Document excerpt =>
######
0
$\begingroup$

Say we know the probability amplitudes of finding a particle at a state with well defined energy. Does this alone provide complete description of the particle's state?

$\endgroup$
  • $\begingroup$ No, energy eigenvalues can be degenerate. For free particles this is due to spin polarizations. $\endgroup$ – Slereah Dec 21 '17 at 12:17
  • $\begingroup$ @Slereah May I also know that, if it is degenerate, then how do I calculate the probability of finding the state in a specific energy E (since it may have different values of spin)? How will the system evolve after it (will it's spin be randomised)? $\endgroup$ – user148792 Dec 21 '17 at 12:19
0
$\begingroup$

Ignore spin for a moment. Lets look at a free electron in $3D$ with Hamiltonian

$$\hat{H}=-\frac{\hbar^{2}}{2m}\nabla^{2}$$

The corresponding eigenfunctions are

$$\psi_{\boldsymbol{k}}\left(\boldsymbol{r}\right)=\frac{1}{\left(2\pi\right)^{\frac{3}{2}}}e^{i\boldsymbol{k}\cdot\boldsymbol{r}}$$

with energies $E_{\boldsymbol{k}}=\frac{\hbar^{2}\left|\boldsymbol{k}\right|^{2}}{2m}$. As you can see, all the values of $\boldsymbol{k}$ that satisfy

$$\left|\boldsymbol{k}\right|=\frac{\sqrt{2mE}}{\hbar}$$

lead to the same energy $E_{\boldsymbol{k}}=E$ (i.e. the energy level $E\neq 0$ is degenerate). Therefore, if you know that your particle is in a state with a definite energy $E$, then its wavefunction is

$$\psi\left(\boldsymbol{r},t\right)=\sum_{\boldsymbol{k}\in S^{2}\left(\frac{\sqrt{2mE}}{\hbar}\right)}c_{\boldsymbol{k}}\psi_{\boldsymbol{k}}\left(\boldsymbol{r}\right)e^{-i\frac{E}{\hbar}t}$$

where $\sum_{\boldsymbol{k}\in S^{2}\left(\frac{\sqrt{2mE}}{\hbar}\right)}\left|c_{\boldsymbol{k}}\right|^{2}=1$ is the normalization condition and $S^{2}\left(R\right)$ denotes a sphere of radius $R$. Hence there are infinite number of possible wavefunctions for your particle, and you can't determine the specific combination based on energy alone. If you add spin, things become even more degenerate.
######
Rows =>
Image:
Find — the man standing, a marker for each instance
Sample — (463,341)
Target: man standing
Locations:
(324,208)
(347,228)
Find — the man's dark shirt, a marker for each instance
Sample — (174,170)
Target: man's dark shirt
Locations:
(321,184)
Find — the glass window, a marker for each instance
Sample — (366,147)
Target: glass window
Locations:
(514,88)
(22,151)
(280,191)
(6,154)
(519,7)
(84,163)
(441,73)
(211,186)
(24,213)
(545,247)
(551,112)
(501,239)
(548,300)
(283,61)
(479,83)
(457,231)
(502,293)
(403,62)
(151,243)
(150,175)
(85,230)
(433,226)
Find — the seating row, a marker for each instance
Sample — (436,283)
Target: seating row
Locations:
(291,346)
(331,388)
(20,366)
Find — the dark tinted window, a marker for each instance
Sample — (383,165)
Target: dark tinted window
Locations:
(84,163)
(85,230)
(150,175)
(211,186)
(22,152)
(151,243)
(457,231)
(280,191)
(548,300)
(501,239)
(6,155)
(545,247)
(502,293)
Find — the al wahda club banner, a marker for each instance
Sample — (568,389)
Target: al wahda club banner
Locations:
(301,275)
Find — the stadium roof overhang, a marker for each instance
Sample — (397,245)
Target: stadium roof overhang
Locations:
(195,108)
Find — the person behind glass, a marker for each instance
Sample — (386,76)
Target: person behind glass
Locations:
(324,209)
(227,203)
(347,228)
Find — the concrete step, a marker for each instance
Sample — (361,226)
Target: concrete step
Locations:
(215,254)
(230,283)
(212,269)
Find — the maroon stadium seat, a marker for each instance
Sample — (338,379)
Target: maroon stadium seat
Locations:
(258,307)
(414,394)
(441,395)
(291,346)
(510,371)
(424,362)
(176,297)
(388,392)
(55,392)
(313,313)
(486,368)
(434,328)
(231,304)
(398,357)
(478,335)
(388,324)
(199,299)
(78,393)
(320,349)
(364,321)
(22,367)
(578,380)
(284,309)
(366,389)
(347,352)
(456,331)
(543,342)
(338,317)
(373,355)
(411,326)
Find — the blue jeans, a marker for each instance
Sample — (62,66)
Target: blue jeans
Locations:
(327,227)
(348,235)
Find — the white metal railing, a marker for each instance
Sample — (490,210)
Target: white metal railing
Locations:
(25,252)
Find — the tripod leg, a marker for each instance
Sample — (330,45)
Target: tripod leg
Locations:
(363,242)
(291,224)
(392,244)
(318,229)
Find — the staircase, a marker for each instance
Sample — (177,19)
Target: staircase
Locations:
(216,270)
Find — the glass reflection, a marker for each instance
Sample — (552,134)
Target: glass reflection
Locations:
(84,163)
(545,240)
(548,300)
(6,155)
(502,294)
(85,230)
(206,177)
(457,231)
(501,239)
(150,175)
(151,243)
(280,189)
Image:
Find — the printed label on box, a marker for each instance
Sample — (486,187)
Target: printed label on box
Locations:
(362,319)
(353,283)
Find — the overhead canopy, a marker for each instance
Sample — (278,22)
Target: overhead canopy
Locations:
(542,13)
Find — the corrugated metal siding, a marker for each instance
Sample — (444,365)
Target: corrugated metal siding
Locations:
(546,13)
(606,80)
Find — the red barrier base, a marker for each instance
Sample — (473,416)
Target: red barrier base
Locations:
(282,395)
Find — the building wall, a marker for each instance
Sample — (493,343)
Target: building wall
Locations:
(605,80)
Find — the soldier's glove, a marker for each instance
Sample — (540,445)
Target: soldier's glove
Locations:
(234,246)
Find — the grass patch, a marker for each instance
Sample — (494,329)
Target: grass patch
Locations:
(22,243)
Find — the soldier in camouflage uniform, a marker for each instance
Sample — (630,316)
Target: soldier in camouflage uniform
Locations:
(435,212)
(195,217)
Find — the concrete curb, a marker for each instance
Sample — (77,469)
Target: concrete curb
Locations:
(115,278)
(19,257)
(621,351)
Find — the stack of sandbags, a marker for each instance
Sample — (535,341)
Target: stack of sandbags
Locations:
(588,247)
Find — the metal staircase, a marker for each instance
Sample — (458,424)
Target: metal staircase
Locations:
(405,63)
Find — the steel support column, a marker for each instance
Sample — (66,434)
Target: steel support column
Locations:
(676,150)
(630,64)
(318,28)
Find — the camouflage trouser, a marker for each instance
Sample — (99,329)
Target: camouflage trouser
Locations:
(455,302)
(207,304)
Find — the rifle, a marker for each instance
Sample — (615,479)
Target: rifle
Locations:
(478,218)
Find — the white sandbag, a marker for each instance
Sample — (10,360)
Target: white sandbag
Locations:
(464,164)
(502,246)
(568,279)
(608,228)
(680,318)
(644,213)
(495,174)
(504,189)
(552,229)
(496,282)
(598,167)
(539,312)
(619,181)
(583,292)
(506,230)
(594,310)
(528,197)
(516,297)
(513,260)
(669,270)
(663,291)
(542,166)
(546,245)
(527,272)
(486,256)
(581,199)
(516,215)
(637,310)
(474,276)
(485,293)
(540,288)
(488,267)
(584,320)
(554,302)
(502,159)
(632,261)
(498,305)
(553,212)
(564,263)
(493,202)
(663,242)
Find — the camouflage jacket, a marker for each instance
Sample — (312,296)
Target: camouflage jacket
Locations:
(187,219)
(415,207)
######
Written exercise =>
Do these statements agree with the thread on degenerate energy levels? For each, answer yes or no and quote the deciding words from the thread.
1. One comment attributes the degeneracy of free particles to spin polarizations.
2. The free-electron answer begins by setting spin aside.
3. The answer concludes that knowing the energy alone is enough to fix the particle's wavefunction.

Answer =>
1. Yes: "For free particles this is due to spin polarizations."
2. Yes: "Ignore spin for a moment."
3. No: "Hence there are infinite number of possible wavefunctions for your particle, and you can't determine the specific combination based on energy alone."